# Problems and tasks
1. Put this sentence from the Survivor post into Spanish: "My favorite castaway to win the million dollars and title of Sole Survivor was openly gay Mormon good guy, Rafe Judkins."
2. Pick up the Survivor post right after its last sentence and keep writing in the same voice.

# Source extract
####################

Outwit, Outplay, Outlast, Tolerate Being Eaten Alive By Mosquitos!
Another season of Survivor has come to an end and I’ll be sad until the new season starts in the spring, because frankly, Survivor is the shit. My favorite castaway to win the million dollars and title of Sole Survivor was openly gay Mormon good guy, Rafe Judkins. Rafe managed to strategize and sweet talk his way into the final four in an almost perfect combination of staying in integrity and voting out the people I just couldn’t stand anymore. Go Rafe!

####################

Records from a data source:

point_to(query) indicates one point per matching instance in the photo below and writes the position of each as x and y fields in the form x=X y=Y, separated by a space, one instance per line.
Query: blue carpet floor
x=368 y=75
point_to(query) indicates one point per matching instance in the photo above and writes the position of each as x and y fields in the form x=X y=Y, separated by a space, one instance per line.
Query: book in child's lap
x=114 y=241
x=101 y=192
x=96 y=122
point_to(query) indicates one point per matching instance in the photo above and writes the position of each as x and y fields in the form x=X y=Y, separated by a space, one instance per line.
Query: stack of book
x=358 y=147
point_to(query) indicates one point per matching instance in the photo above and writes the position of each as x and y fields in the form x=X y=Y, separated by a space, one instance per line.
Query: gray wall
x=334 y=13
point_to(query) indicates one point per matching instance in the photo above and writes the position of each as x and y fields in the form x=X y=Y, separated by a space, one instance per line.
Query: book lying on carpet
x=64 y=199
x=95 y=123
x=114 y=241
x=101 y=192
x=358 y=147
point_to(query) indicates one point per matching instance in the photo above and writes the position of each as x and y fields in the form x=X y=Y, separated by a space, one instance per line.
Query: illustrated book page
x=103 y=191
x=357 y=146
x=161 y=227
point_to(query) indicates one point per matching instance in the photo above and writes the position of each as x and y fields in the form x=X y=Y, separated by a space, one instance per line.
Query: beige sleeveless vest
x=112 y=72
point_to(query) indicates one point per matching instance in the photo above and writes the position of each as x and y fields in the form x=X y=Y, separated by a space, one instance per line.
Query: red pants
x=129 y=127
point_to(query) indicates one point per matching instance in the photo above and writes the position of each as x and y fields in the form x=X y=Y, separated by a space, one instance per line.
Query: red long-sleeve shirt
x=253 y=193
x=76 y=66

####################

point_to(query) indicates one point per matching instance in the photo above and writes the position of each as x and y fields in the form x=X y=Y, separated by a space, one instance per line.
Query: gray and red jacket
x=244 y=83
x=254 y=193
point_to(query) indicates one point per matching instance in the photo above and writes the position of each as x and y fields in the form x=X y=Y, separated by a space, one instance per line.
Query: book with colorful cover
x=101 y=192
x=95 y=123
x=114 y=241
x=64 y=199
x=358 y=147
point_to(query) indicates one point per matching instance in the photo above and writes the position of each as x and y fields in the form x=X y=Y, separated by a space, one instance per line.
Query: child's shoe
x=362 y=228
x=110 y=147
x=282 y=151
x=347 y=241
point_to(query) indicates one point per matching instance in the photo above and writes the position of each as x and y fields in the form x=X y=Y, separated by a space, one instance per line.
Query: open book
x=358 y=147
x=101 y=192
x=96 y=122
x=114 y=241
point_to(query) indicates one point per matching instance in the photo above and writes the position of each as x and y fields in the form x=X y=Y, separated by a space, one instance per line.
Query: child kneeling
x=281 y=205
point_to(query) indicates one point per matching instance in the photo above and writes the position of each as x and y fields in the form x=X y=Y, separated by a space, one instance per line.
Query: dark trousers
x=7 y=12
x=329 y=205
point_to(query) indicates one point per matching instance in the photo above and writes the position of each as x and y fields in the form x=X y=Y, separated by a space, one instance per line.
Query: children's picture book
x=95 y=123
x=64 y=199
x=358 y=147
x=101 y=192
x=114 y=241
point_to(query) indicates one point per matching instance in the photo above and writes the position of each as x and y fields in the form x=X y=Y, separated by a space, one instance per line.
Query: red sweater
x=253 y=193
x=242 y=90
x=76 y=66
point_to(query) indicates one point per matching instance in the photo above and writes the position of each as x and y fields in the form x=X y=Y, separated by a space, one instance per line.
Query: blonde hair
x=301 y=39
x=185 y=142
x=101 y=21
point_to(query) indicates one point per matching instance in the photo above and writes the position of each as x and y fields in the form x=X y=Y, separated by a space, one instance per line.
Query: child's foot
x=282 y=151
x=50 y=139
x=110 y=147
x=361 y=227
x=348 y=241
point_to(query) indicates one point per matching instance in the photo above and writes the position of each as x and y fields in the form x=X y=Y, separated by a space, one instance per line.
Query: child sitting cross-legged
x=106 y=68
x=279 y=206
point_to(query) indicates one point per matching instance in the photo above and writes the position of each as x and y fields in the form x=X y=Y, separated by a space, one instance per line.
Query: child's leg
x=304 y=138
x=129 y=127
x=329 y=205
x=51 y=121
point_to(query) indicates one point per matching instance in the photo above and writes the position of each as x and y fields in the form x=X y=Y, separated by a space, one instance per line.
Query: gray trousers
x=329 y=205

####################

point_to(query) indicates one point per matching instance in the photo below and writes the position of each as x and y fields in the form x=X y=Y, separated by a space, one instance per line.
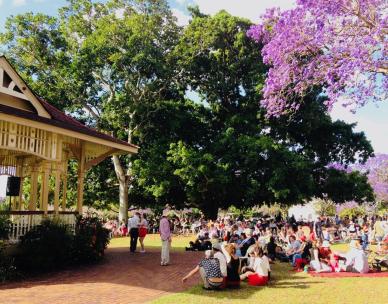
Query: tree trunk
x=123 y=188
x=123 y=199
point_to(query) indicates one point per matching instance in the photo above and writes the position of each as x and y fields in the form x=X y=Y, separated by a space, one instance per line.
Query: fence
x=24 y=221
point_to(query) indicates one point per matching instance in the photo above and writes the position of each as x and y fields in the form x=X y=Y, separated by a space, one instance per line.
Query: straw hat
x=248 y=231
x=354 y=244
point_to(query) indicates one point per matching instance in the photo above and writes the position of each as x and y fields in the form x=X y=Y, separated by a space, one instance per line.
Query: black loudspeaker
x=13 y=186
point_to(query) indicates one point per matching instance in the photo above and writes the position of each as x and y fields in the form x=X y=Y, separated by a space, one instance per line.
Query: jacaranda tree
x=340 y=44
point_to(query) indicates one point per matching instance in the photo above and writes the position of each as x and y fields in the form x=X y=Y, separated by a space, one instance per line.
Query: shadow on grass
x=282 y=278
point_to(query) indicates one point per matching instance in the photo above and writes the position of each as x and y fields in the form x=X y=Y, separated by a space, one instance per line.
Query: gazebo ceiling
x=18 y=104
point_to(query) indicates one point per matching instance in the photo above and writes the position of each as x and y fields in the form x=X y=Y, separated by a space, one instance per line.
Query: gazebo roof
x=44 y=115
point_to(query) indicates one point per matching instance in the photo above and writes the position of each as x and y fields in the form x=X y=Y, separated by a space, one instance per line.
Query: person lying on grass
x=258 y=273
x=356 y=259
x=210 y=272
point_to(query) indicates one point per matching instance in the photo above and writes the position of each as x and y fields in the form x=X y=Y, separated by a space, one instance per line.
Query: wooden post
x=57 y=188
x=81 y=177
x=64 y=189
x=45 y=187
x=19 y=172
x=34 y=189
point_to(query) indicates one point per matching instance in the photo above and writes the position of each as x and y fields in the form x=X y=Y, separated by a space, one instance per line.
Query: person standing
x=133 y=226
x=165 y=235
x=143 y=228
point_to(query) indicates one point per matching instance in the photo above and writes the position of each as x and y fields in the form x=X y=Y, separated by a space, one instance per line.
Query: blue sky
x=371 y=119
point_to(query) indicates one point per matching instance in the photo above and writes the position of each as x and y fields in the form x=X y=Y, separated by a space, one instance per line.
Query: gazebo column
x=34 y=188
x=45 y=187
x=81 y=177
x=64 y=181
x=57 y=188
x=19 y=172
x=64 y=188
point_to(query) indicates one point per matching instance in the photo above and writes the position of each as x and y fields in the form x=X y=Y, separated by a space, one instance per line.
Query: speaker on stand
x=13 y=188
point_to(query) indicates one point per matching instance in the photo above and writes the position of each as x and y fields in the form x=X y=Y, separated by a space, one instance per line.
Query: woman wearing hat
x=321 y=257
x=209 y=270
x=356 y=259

####################

# The results
1. Mi náufrago favorito en ganar el millón de dólares y el título de Único Superviviente fue Rafe Judkins, un buen tipo mormón abiertamente gay.

2.
I Heart Rafe
Sadly, Rafe was outwitted, outplayed and outlasted by sports announcer-jock-model Dani Boatwrigtht, a dark horse favorite to be sure. Dani easily won the million bucks by choosing to take Stephenie LaGrossa (from last season’s Survivor Palau) with her to the final two. Steph had become the sort of Rock Star of this go-round due to her ridiculous good looks, physical strength and underdog status from last season. The thing is, nobody wanted Stephenie to win because she’d already had a chance and blown it. So Dani won the million bucks by a landslide, and I’m okay with that, because she played a good game. I still think we’ll be seeing Rafe in possibly an upcoming season of The Amazing Race or as a talk show host on the Logo network, or something. Rafe is definitely one of my favorite Survivors, ever.

Survivors ask, “Will we be able to eat the car?”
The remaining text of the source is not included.